WHAT TO DO:
Wherever a line in the data holds the word "with", pull that line out.

EXERCISE DATA:
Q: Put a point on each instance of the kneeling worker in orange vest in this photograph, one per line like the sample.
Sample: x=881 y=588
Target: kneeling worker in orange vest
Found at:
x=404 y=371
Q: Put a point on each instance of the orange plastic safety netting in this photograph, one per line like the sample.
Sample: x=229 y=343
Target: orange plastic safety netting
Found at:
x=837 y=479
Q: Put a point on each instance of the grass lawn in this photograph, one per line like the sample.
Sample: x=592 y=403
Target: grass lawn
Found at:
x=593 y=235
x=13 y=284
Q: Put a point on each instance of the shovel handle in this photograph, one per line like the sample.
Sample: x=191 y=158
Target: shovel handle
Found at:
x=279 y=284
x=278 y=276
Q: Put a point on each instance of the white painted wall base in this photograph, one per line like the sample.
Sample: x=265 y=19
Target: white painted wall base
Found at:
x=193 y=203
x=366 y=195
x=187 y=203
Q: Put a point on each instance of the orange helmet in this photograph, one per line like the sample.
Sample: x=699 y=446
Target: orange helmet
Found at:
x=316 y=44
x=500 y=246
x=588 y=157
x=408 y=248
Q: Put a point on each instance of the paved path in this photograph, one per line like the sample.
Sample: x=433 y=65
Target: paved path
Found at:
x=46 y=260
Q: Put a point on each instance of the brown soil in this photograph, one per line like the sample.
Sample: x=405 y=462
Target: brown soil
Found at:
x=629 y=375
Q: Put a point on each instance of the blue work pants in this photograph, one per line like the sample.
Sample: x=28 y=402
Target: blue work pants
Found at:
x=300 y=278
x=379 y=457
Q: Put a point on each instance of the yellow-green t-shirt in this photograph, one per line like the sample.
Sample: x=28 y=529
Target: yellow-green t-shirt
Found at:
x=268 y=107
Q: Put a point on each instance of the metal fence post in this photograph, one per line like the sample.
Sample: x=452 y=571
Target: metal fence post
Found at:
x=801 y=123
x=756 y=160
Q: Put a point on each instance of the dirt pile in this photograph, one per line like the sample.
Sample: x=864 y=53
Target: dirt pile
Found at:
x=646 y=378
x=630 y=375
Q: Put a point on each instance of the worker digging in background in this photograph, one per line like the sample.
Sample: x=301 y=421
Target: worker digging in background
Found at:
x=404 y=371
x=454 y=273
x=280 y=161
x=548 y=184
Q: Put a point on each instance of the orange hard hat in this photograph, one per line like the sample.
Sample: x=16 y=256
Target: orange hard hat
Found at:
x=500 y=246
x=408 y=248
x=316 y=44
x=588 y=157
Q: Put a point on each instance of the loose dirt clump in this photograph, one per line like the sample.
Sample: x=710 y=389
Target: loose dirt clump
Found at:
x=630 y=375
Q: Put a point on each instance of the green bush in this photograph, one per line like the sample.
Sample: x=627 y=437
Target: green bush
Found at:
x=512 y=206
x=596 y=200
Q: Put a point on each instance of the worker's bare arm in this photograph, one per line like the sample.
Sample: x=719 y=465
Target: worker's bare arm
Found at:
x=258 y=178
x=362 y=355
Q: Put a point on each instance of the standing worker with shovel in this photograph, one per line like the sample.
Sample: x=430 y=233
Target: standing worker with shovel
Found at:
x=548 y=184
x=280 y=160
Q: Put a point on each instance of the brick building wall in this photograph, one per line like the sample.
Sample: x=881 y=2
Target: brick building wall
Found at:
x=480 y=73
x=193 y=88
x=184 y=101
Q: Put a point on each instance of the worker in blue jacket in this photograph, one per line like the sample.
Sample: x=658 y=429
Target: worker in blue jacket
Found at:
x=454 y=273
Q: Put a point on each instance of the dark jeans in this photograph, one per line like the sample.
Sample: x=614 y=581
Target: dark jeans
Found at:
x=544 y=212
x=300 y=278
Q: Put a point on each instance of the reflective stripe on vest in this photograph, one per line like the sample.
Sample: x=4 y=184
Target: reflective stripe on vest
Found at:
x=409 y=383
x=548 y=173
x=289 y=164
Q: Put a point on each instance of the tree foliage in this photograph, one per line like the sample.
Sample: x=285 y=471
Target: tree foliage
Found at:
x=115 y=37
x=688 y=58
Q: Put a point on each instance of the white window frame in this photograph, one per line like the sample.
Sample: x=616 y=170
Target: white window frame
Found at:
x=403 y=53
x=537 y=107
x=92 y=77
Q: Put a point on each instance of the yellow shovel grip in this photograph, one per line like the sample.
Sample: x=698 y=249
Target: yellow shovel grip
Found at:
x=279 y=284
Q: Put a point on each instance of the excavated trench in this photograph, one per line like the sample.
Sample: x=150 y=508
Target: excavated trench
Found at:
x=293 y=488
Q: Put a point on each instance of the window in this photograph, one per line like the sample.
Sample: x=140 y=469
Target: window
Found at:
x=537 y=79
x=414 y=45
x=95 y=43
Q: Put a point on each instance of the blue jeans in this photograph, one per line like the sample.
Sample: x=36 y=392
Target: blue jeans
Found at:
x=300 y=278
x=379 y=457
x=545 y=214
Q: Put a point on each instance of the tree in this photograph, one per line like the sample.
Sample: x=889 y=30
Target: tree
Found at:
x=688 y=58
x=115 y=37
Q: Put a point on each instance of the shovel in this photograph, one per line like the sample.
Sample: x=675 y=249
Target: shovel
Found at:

TASK ANSWER:
Q: Put a point on each instance of the standing worker with shovel in this photograph, one per line like the sample.
Target: standing worker with shovel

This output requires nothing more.